__REQUIREMENT__. Should any entry include an image, skip the image and copy the entry exactly.

__EXTRACTED RECORDS__.
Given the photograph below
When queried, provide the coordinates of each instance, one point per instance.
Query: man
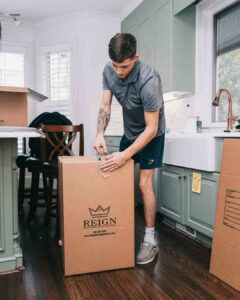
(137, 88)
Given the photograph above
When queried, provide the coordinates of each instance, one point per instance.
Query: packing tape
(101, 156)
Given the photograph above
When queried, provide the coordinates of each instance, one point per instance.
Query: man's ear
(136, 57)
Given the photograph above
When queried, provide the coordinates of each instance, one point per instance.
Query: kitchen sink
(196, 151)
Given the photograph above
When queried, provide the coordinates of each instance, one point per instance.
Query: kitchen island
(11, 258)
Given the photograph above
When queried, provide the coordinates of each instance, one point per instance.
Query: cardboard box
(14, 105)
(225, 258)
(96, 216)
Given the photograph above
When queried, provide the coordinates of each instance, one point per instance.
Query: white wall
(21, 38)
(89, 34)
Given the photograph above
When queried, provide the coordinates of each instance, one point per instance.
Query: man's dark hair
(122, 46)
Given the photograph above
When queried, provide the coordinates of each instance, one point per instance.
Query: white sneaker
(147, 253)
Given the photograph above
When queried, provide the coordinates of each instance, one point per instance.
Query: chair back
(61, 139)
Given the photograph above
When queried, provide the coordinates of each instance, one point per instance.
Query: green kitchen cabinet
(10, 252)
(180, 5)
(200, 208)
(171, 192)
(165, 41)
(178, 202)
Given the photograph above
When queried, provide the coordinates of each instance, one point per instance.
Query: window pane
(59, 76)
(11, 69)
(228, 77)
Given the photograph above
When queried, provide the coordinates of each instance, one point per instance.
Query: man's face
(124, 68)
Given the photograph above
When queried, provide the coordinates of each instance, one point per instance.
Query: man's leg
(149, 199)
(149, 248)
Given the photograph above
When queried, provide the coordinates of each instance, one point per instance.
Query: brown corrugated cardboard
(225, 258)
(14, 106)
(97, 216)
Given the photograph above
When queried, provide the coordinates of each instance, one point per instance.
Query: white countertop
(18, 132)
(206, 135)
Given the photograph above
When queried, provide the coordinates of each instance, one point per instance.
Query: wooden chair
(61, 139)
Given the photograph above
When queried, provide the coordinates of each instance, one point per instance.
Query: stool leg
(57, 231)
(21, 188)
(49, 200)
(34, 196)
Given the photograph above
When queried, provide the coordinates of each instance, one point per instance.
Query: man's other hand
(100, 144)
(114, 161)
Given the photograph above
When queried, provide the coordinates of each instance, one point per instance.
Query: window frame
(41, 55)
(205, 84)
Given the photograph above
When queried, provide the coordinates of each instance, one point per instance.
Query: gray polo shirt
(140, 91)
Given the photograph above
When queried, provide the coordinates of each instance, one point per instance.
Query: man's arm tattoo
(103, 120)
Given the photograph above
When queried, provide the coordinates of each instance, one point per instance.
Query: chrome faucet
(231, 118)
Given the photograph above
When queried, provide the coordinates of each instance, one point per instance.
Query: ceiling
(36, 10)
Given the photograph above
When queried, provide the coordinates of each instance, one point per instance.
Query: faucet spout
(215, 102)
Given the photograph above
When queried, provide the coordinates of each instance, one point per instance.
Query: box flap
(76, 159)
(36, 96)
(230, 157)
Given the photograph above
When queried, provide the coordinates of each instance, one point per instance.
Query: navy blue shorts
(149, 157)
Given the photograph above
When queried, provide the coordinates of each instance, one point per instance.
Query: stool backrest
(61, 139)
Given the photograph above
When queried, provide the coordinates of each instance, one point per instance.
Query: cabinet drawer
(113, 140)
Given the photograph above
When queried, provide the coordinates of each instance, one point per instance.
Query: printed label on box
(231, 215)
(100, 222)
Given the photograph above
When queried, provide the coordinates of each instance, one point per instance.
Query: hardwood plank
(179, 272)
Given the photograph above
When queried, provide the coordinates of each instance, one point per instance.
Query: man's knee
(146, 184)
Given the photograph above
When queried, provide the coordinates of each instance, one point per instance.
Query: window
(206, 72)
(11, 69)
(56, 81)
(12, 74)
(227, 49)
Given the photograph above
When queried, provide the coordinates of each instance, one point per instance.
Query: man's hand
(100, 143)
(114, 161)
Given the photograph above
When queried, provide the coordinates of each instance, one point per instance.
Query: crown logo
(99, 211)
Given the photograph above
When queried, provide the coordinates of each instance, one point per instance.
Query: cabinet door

__PROBLEM SOLUTION__.
Given the photograph below
When queried, provide the coordinates of each instance, one point per instance.
Query: man
(137, 88)
Given the photograph above
When queried, provide the coordinates of each instance, one point per instance.
Query: packing tape
(101, 156)
Given the photograph above
When queried, provide the coordinates of each instance, one point per instance.
Query: man's ear
(136, 57)
Given the photograph above
When queried, provide the coordinates of each instance, one point per instance.
Query: kitchen sink
(196, 151)
Given the photograph above
When queried, provide the coordinates of each instance, one point per instance.
Query: kitchen island
(11, 258)
Given the photograph above
When queried, provide the coordinates of each instance, one point per instance.
Query: cardboard box
(14, 105)
(225, 258)
(96, 216)
Given the photograph above
When queried, provide the coordinates of each instance, one point per instance.
Query: white wall
(21, 38)
(89, 34)
Given the photograph above
When queried, provide the coordinates of each instance, one point per instance.
Query: man's dark hair
(122, 46)
Given the photograph above
When queried, provide the coordinates of each instance, one point per instance.
Query: white sneaker
(147, 253)
Given the photograph above
When queried, provide the coordinates of each instance, one point per instance.
Query: chair back
(61, 139)
Given the photograph above
When queried, provide the coordinates of each instance, one point per instance.
Query: green kitchen cabinet
(10, 252)
(180, 5)
(200, 208)
(171, 192)
(165, 41)
(178, 202)
Given the photograph above
When queried, provide the coordinates of each instance, one point per instance.
Query: window pane
(59, 76)
(11, 69)
(228, 77)
Given the photograph above
When queried, provide the coordinates of each instance, one point per instance.
Query: man's face
(124, 68)
Given the photograph above
When queried, provide the coordinates of each instance, one point per instance.
Query: man's leg
(149, 199)
(149, 248)
Given the photograph above
When queried, provide the coordinates of each instance, one point per instance.
Query: brown corrugated cardboard
(225, 258)
(14, 106)
(97, 216)
Given the photograph above
When queried, provide the coordinates of each instance, one point per instance.
Query: white countertop
(18, 132)
(206, 135)
Given the photograph above
When queried, provide the coordinates of each instance, one point per instance.
Query: wooden chair
(61, 139)
Given the photograph above
When queried, provide the coordinates of each instance, one point per instance.
Query: stool leg
(57, 231)
(21, 188)
(49, 200)
(34, 196)
Given the photograph above
When queried, provide the coordinates of each instance, one point per instance.
Query: man's other hand
(100, 144)
(114, 161)
Given the photograph above
When queried, provide the coordinates of each instance, one point per instance.
Query: window frame
(41, 55)
(205, 84)
Given the photograph above
When queried, provide the coordinates of each instance, one point per instance.
Query: gray polo shirt
(140, 91)
Given the photograph above
When queried, provide the coordinates of each instance, one point per instance.
Query: man's arm tattoo
(103, 120)
Given the photograph above
When queried, provide the coordinates of each instance, one point per instance.
Query: chrome faucet
(231, 118)
Given the photograph above
When queried, provide the coordinates of each instance, one point per instance.
Query: ceiling
(36, 10)
Given the photograph above
When queried, provide the coordinates of each instance, one point per instance.
Query: faucet spout
(215, 102)
Given the photograph above
When queried, provide the coordinates of each instance, one point per instance.
Query: box flap
(76, 159)
(36, 96)
(230, 157)
Given the photograph above
When queried, provide the coordinates of each instance, one point per instance.
Query: navy blue shorts
(149, 157)
Given the photograph above
When queried, provide the coordinates of each instance, one point per instance.
Query: stool backrest
(61, 139)
Given the photograph above
When queried, provide the coordinates of each instance, one point per instance.
Query: cabinet drawer
(113, 140)
Given the photograph above
When queried, provide the coordinates of each instance, one point per instance.
Query: printed label on box
(231, 215)
(100, 222)
Given the photograph above
When queried, provide the coordinates of each instance, one point per instance.
Query: hardwood plank
(179, 272)
Given the photograph above
When queried, provide the coordinates of each instance, one point per instance.
Query: man's knee
(146, 184)
Given the photograph above
When queried, provide the coordinates of each instance, one point per instance.
Query: window
(206, 72)
(11, 69)
(56, 81)
(12, 74)
(227, 49)
Given the photograph above
When queried, provide the coordinates of each instance, one point per instance.
Query: man's hand
(100, 143)
(114, 161)
Given the photograph above
When queried, provide the coordinates of each instance, one point per instance.
Query: crown logo
(99, 211)
Given the photograph above
When queried, provide the coordinates of each instance, one point per instance.
Query: cabinet door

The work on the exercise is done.